### Exercise requirements
Copy the online gambling passage starting at the words "Internet gambling is" and stopping after "a loyal player.", and swap "customer service" for "support desk".

— START Text passage —

I look at my challenges and what I am here to face, and I
can say full on that most of my observations come to me after some meditation
or after drinking a 6 pack of beer lol, but also they come to me in this acute
ability to observe ones own actions and be able to critique them later, most
people live oblivious to this concept and blindly go about afflicting harm on
others and have no ability to rethink things and think to themselves another
course of action.
Internet gambling is sketchy at best too, most online casinos
are licensed out of shady Caribbean islands or through the kahnawake mowhawk reserve
so good luck getting the $8500 they owe you lol anywayss it was just this that
made me think, I was logging into one of my recently favourite casinos called
red flush casino and made my deposit and then suddenly I noticed they
automatically doubled my deposit in some weird automatic bonus scheme, anyways
I played for a bit and won about $130 and went to withdraw and it said I needed
to play the bonus which only comes as the last bit of the $130, so essentially
you have to play to zero to cash out again, I talked to the customer service
who confirmed this for me, and she said “some of our players like this bonus” I
was like are you effin kidding me? Who on earth would ‘like’ this scheme. So I
told her she lost a loyal player.

— END Text passage —
— START Dataset rows —

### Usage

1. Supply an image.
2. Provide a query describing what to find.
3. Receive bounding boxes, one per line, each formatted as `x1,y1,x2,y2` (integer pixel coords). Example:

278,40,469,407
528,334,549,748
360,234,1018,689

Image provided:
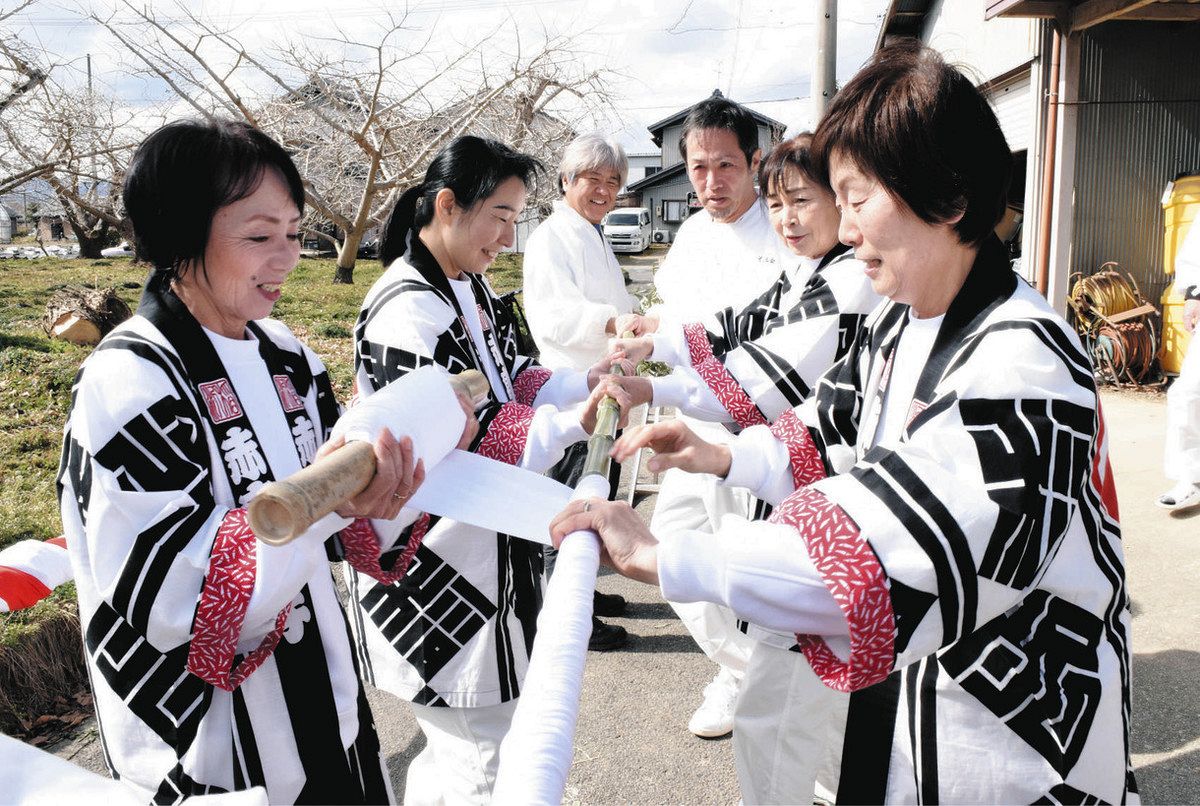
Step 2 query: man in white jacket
1158,219,1200,510
524,134,635,369
523,134,635,651
650,96,803,738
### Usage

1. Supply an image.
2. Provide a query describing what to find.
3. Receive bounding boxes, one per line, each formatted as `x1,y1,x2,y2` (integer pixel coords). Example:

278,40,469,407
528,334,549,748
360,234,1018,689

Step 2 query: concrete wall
1070,22,1200,301
920,0,1040,84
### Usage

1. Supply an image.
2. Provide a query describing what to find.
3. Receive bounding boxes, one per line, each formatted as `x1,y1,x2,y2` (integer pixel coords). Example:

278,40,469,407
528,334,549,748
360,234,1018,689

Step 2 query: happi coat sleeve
653,248,881,428
696,246,1136,802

— END Dataset rows —

### Complete output
Internet gambling is sketchy at best too, most online casinos
are licensed out of shady Caribbean islands or through the kahnawake mowhawk reserve
so good luck getting the $8500 they owe you lol anywayss it was just this that
made me think, I was logging into one of my recently favourite casinos called
red flush casino and made my deposit and then suddenly I noticed they
automatically doubled my deposit in some weird automatic bonus scheme, anyways
I played for a bit and won about $130 and went to withdraw and it said I needed
to play the bonus which only comes as the last bit of the $130, so essentially
you have to play to zero to cash out again, I talked to the support desk
who confirmed this for me, and she said “some of our players like this bonus” I
was like are you effin kidding me? Who on earth would ‘like’ this scheme. So I
told her she lost a loyal player.